◆ **EXCERPTED PASSAGE**:
— Begin —

KUAZ and KUAZ-FM are public radio stations in Tucson, Arizona, owned by the University of Arizona.  KUAZ transmits on 1550 kHz on the AM dial, and KUAZ-FM is at 89.1 MHz on the FM dial.  The stations simulcast a radio format of news and information, as a member of National Public Radio.  KUAZ-AM-FM carry such popular NPR shows as "All Things Considered," "Morning Edition," "1A" and "Fresh Air with Terry Gross."

By day, 1550 KUAZ is powered at 50,000 watts, the maximum for AM stations.  But because 1550 AM is a clear channel frequency reserved for Mexico and Canada, KUAZ is a daytimer, required to go off the air at night to avoid interference.  The transmitter is off Interstate 10 near the Tucson Premium Outlets Mall in Marana.  KUAZ-FM has an effective radiated power (ERP) of 1,600 watts.  The FM transmitter is on Tumamoc Hill Road in Tucson.

Programming is also heard on KUAS-FM at 88.9 MHz in Sierra Vista, as well as two FM translators that fill in service gaps around Tucson and Southeastern Arizona.

History
As a construction permit, 1550 AM began as KSWC, but changed its call sign to KFIF before signing on the air on . It was owned by the Southwest Broadcasting Corporation.

— End —

◆ **MATERIAL SUPPLIED**:

— Begin —

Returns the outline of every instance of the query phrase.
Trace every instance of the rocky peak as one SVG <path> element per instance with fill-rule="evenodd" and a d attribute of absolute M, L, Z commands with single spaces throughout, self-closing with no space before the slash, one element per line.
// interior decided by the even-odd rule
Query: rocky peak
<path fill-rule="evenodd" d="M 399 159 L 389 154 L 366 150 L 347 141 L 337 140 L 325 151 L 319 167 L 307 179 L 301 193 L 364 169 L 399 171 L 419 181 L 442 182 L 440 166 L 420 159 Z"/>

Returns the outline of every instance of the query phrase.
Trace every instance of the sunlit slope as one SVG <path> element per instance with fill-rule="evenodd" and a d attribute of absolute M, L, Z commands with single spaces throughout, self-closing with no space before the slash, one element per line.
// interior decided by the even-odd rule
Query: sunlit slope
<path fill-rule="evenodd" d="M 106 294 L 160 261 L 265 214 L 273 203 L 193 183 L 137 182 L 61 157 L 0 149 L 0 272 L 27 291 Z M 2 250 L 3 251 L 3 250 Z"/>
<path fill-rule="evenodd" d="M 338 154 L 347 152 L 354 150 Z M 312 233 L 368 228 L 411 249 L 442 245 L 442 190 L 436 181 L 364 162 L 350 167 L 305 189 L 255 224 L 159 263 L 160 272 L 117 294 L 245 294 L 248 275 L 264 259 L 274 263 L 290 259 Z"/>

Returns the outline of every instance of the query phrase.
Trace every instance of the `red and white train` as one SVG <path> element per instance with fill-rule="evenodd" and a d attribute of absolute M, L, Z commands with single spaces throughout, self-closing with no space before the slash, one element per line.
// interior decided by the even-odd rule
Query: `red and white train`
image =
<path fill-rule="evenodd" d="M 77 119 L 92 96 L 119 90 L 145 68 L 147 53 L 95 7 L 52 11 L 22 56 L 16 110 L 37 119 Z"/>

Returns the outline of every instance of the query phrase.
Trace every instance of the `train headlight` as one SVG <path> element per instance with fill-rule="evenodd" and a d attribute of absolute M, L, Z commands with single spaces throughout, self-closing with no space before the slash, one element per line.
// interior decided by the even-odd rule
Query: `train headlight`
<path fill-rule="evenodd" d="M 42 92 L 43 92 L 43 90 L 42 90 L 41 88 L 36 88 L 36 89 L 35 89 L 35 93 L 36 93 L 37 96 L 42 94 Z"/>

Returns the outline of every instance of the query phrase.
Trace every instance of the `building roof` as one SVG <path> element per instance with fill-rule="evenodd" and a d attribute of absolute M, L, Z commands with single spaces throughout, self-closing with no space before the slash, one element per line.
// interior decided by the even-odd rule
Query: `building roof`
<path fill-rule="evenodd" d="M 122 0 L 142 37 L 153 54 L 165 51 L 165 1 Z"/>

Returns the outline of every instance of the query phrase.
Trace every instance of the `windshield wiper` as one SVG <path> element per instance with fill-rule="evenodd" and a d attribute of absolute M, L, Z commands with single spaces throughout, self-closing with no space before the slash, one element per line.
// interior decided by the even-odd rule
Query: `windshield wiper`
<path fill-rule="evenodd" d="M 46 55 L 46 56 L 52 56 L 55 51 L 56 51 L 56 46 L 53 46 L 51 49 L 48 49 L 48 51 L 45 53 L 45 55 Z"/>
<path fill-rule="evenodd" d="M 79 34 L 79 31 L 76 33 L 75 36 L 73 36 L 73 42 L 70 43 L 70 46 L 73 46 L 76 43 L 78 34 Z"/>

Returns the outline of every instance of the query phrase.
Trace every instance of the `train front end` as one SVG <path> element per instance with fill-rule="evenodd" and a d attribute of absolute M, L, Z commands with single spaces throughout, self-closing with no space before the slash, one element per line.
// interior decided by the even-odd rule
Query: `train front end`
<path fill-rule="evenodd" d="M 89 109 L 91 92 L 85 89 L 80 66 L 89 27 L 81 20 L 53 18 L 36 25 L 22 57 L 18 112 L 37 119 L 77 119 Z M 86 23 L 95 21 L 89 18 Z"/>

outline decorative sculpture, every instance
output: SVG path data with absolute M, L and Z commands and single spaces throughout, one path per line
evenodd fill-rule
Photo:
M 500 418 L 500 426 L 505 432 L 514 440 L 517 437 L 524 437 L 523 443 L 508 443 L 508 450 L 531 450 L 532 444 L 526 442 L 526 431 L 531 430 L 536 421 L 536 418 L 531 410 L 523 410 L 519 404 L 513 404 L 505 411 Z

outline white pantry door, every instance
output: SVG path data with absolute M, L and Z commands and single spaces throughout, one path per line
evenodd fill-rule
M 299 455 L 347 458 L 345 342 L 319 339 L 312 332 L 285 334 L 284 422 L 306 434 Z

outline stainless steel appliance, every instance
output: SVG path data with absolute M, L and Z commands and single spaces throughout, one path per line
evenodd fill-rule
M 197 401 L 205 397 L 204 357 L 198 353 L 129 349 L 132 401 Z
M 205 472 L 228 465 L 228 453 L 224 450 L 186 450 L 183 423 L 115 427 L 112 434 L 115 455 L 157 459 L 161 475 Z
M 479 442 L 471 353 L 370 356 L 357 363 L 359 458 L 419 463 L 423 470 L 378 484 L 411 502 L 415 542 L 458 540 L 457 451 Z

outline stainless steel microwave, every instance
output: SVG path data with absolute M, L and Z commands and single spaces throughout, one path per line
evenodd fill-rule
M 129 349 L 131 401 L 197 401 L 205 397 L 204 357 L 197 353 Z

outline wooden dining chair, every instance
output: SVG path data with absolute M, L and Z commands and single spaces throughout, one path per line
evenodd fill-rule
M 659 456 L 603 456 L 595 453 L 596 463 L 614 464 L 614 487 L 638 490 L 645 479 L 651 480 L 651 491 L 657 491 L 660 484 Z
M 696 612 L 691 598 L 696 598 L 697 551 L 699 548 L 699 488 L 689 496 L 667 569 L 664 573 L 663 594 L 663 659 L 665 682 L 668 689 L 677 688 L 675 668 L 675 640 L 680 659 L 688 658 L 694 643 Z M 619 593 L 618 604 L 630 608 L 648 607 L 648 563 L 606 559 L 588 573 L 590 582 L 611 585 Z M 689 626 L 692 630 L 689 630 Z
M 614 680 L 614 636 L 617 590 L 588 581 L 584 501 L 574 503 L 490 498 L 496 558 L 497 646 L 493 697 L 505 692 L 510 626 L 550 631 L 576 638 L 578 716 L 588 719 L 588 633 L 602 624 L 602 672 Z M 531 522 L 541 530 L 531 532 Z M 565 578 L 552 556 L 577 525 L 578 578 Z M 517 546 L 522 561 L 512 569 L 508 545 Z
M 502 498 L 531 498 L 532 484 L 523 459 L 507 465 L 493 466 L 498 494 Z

— End —

◆ **EXERCISE INSTRUCTIONS**:
• a. In the passage about the KUAZ stations, where is the FM transmitter located?
• b. Change "Interstate 10" to "Interstate 19" in the passage about the KUAZ stations, and write out everything from "By day, 1550" down to "Road in Tucson." with that change.
The listing has no connection to the passage about the KUAZ stations.

◆ **TASK SOLUTIONS**:
• a. On Tumamoc Hill Road in Tucson.

• b.
By day, 1550 KUAZ is powered at 50,000 watts, the maximum for AM stations.  But because 1550 AM is a clear channel frequency reserved for Mexico and Canada, KUAZ is a daytimer, required to go off the air at night to avoid interference.  The transmitter is off Interstate 19 near the Tucson Premium Outlets Mall in Marana.  KUAZ-FM has an effective radiated power (ERP) of 1,600 watts.  The FM transmitter is on Tumamoc Hill Road in Tucson.